> [ASSIGNMENT] Within the entries below, every line containing "post" is to be copied.

(Point localization data)
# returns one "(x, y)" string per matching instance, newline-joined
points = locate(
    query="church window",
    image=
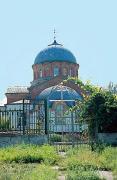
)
(56, 71)
(64, 71)
(70, 72)
(40, 73)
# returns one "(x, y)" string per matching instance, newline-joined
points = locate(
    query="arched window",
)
(70, 72)
(65, 71)
(56, 71)
(40, 72)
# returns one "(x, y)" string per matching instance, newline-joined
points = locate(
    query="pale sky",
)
(86, 27)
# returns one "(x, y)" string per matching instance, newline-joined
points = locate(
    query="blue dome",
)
(55, 53)
(60, 93)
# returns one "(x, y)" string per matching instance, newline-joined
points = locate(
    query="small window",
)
(65, 71)
(56, 71)
(70, 72)
(40, 73)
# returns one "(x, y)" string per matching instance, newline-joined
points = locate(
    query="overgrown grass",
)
(83, 175)
(29, 154)
(81, 160)
(27, 172)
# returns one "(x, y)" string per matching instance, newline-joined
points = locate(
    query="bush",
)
(29, 154)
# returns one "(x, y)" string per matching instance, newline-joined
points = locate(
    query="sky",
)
(86, 27)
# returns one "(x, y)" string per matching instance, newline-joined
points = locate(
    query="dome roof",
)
(60, 92)
(55, 53)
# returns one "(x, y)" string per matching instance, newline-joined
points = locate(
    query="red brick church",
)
(51, 66)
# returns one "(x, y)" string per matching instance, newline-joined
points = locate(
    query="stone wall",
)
(19, 139)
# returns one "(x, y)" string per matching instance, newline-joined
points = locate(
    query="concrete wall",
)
(109, 138)
(18, 139)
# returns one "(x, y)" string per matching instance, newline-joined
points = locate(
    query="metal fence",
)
(62, 130)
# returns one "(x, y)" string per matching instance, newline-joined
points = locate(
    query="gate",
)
(64, 128)
(25, 119)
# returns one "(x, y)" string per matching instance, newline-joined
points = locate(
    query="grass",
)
(82, 161)
(29, 154)
(27, 172)
(33, 162)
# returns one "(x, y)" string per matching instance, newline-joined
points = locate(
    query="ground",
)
(31, 162)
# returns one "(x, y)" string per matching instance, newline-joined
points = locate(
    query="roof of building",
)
(59, 92)
(55, 52)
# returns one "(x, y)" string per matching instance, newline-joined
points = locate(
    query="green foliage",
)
(27, 171)
(29, 154)
(85, 175)
(56, 138)
(87, 160)
(4, 123)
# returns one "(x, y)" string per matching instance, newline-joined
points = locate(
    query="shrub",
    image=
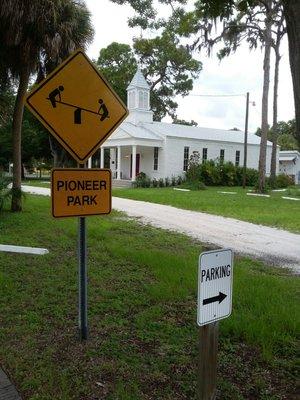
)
(154, 182)
(180, 180)
(195, 185)
(161, 182)
(142, 180)
(5, 192)
(214, 173)
(280, 181)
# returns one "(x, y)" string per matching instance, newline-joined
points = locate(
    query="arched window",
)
(131, 100)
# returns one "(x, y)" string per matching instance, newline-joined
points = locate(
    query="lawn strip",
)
(273, 211)
(142, 314)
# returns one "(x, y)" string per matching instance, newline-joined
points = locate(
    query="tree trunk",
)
(58, 153)
(292, 16)
(275, 116)
(16, 202)
(265, 108)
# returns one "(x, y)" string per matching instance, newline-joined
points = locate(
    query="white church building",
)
(163, 150)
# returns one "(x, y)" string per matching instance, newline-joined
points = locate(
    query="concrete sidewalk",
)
(7, 389)
(272, 245)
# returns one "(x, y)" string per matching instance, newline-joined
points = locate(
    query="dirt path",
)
(273, 245)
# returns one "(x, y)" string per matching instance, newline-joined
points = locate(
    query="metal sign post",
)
(81, 110)
(207, 365)
(82, 286)
(82, 277)
(214, 303)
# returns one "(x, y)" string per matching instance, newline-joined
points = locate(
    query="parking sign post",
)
(215, 276)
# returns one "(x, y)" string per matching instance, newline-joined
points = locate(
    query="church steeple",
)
(138, 99)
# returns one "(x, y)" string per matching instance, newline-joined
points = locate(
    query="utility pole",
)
(246, 140)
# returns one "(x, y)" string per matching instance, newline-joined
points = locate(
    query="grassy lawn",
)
(273, 211)
(142, 314)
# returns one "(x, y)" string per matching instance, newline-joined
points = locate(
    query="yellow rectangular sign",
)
(80, 192)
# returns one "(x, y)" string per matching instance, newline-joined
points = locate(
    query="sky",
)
(236, 75)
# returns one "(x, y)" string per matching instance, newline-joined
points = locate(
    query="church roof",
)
(196, 132)
(138, 81)
(161, 130)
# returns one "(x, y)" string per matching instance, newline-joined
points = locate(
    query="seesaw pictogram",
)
(55, 97)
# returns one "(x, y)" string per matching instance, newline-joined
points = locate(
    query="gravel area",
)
(274, 246)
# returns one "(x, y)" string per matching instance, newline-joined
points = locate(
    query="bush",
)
(5, 192)
(195, 185)
(216, 173)
(154, 183)
(281, 181)
(142, 180)
(179, 180)
(161, 182)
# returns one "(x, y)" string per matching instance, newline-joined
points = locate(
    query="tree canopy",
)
(35, 37)
(168, 67)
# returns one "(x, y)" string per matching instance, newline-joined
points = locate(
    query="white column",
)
(119, 163)
(133, 162)
(101, 157)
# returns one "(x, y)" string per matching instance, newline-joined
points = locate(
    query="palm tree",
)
(35, 36)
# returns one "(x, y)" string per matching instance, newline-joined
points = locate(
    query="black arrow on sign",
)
(219, 298)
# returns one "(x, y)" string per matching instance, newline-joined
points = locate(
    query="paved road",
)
(273, 245)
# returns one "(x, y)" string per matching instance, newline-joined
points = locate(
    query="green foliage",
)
(35, 142)
(161, 182)
(142, 180)
(141, 313)
(4, 191)
(286, 135)
(194, 185)
(154, 183)
(118, 64)
(281, 181)
(216, 173)
(168, 66)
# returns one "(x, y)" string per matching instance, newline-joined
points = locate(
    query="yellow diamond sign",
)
(78, 106)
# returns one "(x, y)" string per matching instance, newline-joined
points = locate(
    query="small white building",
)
(289, 164)
(163, 150)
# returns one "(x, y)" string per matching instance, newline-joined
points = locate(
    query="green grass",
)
(142, 314)
(273, 211)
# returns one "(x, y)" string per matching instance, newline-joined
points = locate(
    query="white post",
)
(119, 163)
(133, 163)
(101, 157)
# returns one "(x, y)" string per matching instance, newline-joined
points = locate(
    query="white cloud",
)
(237, 74)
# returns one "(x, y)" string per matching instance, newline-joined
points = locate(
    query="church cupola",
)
(138, 99)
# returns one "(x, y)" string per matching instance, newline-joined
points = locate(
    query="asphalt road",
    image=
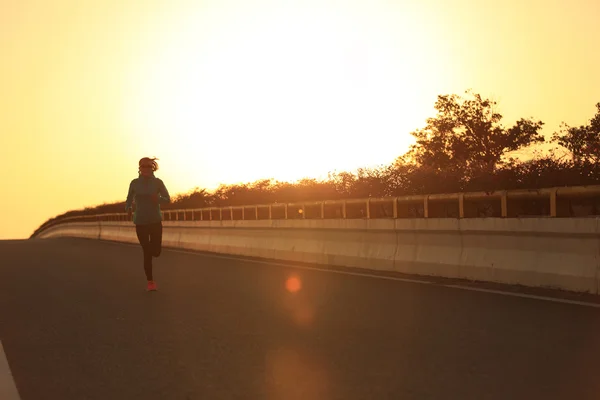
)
(76, 323)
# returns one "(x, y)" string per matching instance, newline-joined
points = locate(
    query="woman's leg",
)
(143, 234)
(156, 239)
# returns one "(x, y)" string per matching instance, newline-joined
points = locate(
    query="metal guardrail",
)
(506, 203)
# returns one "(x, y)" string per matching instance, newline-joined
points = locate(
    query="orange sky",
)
(237, 90)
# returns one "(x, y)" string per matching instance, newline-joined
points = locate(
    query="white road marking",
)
(391, 278)
(8, 389)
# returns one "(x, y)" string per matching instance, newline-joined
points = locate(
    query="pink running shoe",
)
(151, 286)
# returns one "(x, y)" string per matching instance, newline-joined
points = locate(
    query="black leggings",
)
(150, 237)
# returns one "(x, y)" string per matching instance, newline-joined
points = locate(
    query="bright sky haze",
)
(225, 91)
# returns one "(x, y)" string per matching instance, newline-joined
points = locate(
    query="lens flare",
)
(293, 284)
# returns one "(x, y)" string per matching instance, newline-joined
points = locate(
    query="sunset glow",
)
(234, 91)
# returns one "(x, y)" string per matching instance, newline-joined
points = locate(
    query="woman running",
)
(149, 192)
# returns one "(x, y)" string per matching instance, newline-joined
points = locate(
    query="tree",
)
(583, 141)
(466, 136)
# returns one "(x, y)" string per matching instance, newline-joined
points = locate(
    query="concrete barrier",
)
(540, 252)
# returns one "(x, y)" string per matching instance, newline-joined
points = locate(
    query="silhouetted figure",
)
(148, 192)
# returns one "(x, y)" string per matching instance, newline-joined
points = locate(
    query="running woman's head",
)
(147, 166)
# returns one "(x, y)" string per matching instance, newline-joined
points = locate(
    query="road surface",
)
(76, 323)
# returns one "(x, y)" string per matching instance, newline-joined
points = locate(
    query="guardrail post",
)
(553, 202)
(504, 204)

> [RESPONSE FOR THIS EXERCISE]
    query="metal sign post",
    query="parking sign post",
    query="white post",
    query="guardrail post",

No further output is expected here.